__REQUIREMENTS__. Copy exactly, and only, the lines from the line containing "the blue trumpet" through the last line of the records below, both included.

┄┄┄┄┄┄┄┄┄┄

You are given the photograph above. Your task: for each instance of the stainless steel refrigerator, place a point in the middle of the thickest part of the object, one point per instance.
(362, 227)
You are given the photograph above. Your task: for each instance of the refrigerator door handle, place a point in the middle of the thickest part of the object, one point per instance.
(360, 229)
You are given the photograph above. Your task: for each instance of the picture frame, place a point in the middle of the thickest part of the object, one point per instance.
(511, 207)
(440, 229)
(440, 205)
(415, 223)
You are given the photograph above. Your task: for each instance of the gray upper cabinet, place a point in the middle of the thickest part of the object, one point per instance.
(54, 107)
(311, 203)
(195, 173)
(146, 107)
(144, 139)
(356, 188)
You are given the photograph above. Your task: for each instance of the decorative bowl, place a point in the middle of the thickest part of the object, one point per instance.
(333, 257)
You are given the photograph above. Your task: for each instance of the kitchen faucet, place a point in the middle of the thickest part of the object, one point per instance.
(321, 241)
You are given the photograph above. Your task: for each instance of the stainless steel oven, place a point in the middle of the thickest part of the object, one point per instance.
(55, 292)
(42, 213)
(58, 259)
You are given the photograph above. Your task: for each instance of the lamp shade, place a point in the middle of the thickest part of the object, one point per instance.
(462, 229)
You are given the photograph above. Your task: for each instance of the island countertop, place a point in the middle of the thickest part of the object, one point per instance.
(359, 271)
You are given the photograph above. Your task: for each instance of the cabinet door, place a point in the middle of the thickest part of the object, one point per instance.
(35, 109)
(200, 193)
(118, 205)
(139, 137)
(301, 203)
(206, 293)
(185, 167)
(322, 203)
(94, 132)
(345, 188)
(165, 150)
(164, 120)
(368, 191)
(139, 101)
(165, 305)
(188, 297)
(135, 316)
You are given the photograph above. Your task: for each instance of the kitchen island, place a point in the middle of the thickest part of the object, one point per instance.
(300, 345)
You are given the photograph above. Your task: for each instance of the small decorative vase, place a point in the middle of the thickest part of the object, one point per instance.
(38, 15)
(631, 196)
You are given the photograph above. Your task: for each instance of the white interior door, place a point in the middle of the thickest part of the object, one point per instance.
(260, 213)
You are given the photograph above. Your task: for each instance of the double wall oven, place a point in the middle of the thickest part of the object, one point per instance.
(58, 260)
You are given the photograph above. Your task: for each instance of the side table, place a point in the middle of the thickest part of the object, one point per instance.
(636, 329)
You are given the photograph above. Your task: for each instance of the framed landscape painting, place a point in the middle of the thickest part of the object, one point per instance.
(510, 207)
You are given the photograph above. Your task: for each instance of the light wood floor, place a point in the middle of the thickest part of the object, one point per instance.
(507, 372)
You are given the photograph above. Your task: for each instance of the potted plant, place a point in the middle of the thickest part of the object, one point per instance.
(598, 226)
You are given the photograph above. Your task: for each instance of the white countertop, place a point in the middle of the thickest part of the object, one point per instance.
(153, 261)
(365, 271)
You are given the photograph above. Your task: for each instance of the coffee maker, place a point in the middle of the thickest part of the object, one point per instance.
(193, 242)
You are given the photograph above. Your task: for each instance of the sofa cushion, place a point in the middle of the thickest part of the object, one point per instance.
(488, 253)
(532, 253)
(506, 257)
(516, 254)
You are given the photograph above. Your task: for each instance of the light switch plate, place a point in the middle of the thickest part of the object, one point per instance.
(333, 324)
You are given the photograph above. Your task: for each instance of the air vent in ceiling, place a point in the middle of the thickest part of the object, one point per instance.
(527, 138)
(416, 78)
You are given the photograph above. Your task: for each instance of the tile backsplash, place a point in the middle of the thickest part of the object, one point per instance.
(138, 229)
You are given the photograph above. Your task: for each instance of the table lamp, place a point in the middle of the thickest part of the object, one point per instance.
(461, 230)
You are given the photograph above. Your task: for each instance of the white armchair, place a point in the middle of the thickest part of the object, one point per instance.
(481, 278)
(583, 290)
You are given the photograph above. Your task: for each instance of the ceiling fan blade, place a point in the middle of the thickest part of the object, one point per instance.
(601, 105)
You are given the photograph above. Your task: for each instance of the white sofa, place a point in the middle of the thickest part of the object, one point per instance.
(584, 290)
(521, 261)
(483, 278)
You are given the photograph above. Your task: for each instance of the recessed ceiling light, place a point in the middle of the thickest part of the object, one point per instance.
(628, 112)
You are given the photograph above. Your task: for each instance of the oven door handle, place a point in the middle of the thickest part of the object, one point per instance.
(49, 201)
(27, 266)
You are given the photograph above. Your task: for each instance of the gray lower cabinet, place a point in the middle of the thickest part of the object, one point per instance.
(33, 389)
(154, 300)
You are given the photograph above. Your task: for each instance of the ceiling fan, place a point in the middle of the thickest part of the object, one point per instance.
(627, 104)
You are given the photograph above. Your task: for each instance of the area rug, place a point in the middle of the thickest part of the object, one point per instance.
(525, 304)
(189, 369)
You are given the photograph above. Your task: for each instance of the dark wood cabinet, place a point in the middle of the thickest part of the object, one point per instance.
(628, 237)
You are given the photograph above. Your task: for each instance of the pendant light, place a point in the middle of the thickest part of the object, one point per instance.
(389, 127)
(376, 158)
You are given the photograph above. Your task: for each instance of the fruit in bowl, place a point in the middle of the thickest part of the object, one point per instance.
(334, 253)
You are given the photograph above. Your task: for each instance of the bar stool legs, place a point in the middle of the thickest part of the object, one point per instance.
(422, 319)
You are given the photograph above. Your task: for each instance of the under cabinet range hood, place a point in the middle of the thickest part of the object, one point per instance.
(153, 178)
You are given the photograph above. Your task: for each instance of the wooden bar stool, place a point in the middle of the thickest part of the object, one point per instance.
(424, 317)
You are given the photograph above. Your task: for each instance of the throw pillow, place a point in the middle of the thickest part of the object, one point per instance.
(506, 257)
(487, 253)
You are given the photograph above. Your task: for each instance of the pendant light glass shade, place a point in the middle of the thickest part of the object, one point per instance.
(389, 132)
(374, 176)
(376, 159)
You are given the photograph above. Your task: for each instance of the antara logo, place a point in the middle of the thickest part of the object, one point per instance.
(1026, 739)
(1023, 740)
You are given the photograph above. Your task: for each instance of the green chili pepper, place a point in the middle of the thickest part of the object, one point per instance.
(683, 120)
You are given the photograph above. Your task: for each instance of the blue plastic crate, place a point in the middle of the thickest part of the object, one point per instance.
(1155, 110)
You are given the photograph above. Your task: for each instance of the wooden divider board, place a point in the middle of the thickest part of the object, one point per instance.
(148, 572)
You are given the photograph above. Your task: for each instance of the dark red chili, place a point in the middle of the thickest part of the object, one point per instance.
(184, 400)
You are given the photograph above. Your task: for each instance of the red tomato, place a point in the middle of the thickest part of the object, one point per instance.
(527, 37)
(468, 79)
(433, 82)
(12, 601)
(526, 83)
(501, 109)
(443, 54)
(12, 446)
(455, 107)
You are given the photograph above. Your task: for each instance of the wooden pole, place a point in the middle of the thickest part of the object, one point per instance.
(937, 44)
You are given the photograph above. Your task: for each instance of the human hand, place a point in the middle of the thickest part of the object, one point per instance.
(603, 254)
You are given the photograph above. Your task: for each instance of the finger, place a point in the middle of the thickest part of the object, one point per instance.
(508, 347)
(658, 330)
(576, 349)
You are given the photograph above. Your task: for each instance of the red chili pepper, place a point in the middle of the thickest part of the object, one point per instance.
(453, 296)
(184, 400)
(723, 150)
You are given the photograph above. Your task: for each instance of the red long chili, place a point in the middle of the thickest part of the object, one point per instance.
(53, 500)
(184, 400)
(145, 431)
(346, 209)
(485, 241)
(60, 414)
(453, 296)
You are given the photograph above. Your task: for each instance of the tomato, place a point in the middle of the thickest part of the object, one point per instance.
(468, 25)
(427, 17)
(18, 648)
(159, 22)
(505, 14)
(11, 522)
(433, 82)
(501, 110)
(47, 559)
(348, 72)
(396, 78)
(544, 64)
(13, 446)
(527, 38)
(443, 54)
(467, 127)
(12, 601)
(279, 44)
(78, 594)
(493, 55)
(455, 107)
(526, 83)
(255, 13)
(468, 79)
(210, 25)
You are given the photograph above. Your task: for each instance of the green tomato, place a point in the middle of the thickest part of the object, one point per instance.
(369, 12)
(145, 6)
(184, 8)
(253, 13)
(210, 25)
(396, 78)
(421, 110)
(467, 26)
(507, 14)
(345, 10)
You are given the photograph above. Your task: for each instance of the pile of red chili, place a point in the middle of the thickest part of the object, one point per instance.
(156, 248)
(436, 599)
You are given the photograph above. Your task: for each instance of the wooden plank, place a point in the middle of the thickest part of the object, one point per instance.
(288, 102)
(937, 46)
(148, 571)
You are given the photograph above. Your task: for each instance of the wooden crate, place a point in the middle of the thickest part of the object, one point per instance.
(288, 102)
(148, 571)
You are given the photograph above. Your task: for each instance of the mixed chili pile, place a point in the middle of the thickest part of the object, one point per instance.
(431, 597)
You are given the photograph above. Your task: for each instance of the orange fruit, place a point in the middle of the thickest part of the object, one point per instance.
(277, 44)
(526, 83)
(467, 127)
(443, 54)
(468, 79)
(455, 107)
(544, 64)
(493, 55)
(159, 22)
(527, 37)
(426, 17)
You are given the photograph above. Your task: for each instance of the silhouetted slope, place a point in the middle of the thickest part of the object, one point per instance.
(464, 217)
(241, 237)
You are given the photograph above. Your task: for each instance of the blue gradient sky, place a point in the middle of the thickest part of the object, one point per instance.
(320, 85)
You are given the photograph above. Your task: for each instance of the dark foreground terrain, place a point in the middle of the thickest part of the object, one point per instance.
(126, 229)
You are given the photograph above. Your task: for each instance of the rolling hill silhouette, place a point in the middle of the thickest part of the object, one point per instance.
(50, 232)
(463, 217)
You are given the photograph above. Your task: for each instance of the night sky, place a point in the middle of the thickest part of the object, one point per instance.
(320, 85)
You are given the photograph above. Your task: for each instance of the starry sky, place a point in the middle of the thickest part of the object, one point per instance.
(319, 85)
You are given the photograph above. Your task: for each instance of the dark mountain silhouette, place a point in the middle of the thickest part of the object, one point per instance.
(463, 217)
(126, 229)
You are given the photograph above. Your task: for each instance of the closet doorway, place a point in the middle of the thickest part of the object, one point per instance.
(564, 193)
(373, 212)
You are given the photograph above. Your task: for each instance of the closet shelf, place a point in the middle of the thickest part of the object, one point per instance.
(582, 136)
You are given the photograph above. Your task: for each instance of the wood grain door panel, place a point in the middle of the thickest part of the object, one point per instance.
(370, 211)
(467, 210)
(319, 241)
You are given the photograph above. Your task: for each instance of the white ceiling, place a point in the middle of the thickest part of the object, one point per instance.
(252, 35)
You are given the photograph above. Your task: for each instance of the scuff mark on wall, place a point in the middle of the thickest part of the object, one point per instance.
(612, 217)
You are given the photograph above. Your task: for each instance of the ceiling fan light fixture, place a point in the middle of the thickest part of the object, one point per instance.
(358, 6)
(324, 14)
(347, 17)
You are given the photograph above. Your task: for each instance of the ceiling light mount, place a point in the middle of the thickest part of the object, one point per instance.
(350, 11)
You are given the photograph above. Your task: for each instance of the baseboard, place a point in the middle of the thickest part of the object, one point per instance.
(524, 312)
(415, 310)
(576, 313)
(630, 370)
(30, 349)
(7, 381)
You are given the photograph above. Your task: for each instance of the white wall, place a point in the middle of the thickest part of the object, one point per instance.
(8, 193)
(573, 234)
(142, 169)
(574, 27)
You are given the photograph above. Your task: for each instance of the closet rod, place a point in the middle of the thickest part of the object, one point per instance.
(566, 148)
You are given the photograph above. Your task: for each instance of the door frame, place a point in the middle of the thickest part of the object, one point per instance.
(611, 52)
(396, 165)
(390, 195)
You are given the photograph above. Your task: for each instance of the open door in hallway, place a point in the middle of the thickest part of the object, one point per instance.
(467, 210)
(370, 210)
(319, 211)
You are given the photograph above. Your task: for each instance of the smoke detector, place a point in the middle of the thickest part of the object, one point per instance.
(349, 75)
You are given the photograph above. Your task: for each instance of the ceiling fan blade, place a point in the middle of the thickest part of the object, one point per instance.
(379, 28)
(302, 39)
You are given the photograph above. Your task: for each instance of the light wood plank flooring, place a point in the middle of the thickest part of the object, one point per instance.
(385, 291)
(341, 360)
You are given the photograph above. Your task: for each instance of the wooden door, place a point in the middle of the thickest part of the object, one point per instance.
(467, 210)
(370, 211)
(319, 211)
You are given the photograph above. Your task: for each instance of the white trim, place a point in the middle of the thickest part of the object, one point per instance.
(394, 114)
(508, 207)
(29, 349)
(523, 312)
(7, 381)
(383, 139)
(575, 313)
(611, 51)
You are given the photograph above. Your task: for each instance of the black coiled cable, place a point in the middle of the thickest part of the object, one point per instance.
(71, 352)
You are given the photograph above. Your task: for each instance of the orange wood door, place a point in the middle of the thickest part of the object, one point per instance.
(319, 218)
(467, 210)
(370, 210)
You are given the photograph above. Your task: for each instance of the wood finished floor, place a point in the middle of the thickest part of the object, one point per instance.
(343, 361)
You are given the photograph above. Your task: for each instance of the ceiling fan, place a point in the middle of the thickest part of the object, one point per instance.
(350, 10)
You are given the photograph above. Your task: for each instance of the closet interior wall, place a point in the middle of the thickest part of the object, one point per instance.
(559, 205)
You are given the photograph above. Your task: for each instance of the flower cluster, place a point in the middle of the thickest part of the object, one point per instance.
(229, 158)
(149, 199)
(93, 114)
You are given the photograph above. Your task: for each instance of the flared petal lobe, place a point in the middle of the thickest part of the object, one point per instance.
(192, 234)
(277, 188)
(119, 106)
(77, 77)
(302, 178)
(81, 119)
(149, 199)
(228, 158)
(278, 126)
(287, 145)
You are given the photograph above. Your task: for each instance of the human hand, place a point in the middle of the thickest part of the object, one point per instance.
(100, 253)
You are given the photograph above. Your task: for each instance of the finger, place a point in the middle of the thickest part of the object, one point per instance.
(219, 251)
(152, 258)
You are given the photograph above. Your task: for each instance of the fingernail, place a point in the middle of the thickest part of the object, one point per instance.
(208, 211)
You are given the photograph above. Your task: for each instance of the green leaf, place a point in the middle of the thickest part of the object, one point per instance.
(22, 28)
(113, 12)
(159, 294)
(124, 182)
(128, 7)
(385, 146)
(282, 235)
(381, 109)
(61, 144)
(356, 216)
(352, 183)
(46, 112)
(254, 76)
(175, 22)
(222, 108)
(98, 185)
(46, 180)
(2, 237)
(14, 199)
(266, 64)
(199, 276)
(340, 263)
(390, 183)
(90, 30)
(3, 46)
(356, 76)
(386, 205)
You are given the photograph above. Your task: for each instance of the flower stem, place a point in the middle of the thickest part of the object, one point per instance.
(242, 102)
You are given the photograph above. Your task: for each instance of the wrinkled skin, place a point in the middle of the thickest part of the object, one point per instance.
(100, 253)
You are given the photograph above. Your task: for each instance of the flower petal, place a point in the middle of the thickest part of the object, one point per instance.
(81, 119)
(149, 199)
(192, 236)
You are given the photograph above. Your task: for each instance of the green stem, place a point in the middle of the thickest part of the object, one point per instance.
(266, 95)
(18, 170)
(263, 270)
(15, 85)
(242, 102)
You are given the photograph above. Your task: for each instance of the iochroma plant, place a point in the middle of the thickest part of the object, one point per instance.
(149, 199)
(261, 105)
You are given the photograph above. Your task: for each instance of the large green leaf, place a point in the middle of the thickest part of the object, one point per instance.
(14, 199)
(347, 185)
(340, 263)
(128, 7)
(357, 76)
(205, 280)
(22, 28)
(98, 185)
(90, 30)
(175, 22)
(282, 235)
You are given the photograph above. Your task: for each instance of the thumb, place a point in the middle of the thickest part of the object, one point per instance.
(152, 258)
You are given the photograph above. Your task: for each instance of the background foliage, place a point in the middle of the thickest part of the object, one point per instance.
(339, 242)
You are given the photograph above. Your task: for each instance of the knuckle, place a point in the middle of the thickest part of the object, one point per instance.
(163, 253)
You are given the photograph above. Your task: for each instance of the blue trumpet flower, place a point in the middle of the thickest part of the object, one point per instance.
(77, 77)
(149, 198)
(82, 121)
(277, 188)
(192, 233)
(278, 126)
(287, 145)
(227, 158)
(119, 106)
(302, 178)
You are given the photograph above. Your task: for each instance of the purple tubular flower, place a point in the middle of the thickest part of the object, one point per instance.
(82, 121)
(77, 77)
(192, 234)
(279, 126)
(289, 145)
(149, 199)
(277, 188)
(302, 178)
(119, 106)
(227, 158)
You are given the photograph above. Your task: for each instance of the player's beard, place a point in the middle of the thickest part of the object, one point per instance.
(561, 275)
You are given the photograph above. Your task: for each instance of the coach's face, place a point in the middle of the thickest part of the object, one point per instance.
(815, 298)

┄┄┄┄┄┄┄┄┄┄

__FULL OUTPUT__.
You are given the photograph above. Your task: for each instance of the blue trumpet flower, place a point in the middle of the thickest part of the object, one point per instance.
(77, 77)
(149, 198)
(82, 121)
(277, 188)
(192, 233)
(278, 126)
(287, 145)
(227, 158)
(119, 106)
(302, 178)
You are given the photograph above. Your task: for each instance of the purple tubular flower, place a point in the middle of the thickest part of the object, one point per instance.
(82, 121)
(77, 77)
(192, 234)
(279, 126)
(289, 145)
(149, 199)
(277, 188)
(302, 178)
(119, 106)
(227, 158)
You are given the photograph above. Your task: for each instance of the player's beard, place a point in the middle of the thickest part of the object, one point per instance.
(561, 275)
You are given the photograph above. Your task: for each instance of the coach's face, place a point in the middle of the thickest part of the object, one point per instance.
(815, 298)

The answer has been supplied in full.